La réconciliation nationale qui se joue actuellement ne s’inscrit pas dans un huis clos inter-palestinien : l’Égypte assure en effet un rôle moteur en faveur de la réconciliation, y compris via l’intermédiaire de Mohamed Darlan (lui-même soutenu par les dirigeants des Emirats Arabes Unis). Un investissement égyptien qui n’est pas guidé par un quelconque idéal panarabe, mais qui procède de sa volonté de revenir en force dans le jeu diplomatique régional. Sommé de prendre ses distances à l’égard des Frères musulmans, le Hamas est ainsi appelé à jouer un rôle de soutien de l’Egypte dans la lutte contre les djihadistes au Sinaï.

L’accord entre le Hamas et le Fatah envoie un signe politique fort, mais demeure relativement modeste quant à son contenu, puisqu’il porte essentiellement sur la gestion administrative de Gaza. Le processus n’est pas terminé. Une nouvelle réunion est d’ores-et-déjà prévue au Caire, le 21 novembre, pour traiter de certains points essentiels. L’enjeu se situe en particulier dans l’organisation de nouvelles élections générales et la restructuration de l’Autorité palestinienne (avec l’intégration du personnel civil et militaire du Hamas, le désarmement de sa branche militaire qui compte entre 20 000 et 25 000 hommes, ainsi qu’un arsenal d’armes non négligeable…).

____

LISTE DES TÂCHES:
a) Dans l'extrait sur la réconciliation entre le Hamas et le Fatah, pour quelle raison l'accord entre les deux mouvements est-il jugé relativement modeste quant à son contenu ? Répondez en une à trois phrases.
b) Restituez sans aucune modification le passage de l'extrait sur la réconciliation entre le Hamas et le Fatah qui va de « L’accord entre le » jusqu'à « d’armes non négligeable…). ».

DONNÉES ENREGISTRÉES:
____

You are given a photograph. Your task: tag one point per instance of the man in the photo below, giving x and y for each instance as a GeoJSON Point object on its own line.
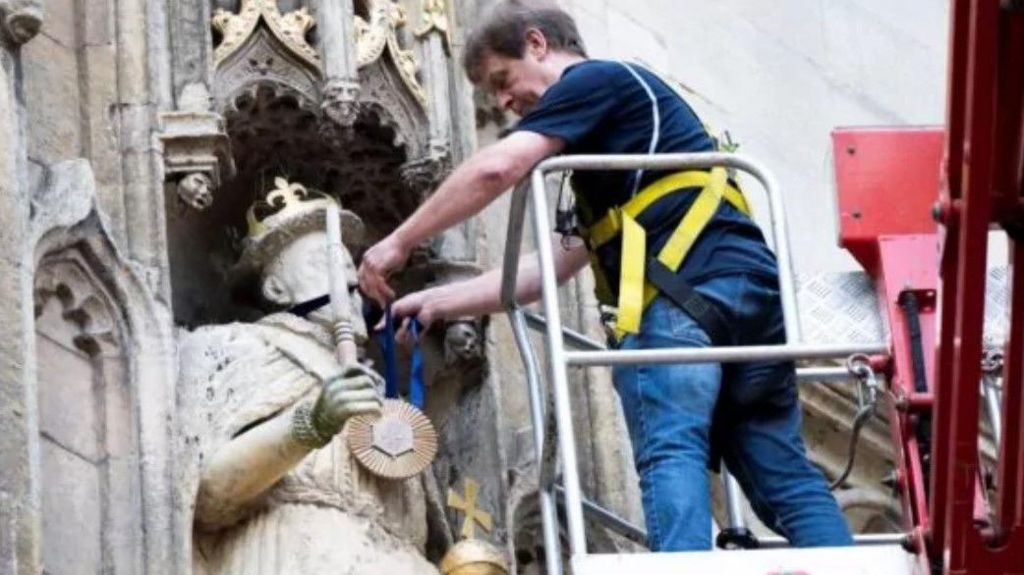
{"type": "Point", "coordinates": [531, 58]}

____

SOLUTIONS PROPOSÉES:
a) L'accord est jugé relativement modeste quant à son contenu parce qu'il porte essentiellement sur la gestion administrative de Gaza.

b)
L’accord entre le Hamas et le Fatah envoie un signe politique fort, mais demeure relativement modeste quant à son contenu, puisqu’il porte essentiellement sur la gestion administrative de Gaza. Le processus n’est pas terminé. Une nouvelle réunion est d’ores-et-déjà prévue au Caire, le 21 novembre, pour traiter de certains points essentiels. L’enjeu se situe en particulier dans l’organisation de nouvelles élections générales et la restructuration de l’Autorité palestinienne (avec l’intégration du personnel civil et militaire du Hamas, le désarmement de sa branche militaire qui compte entre 20 000 et 25 000 hommes, ainsi qu’un arsenal d’armes non négligeable…).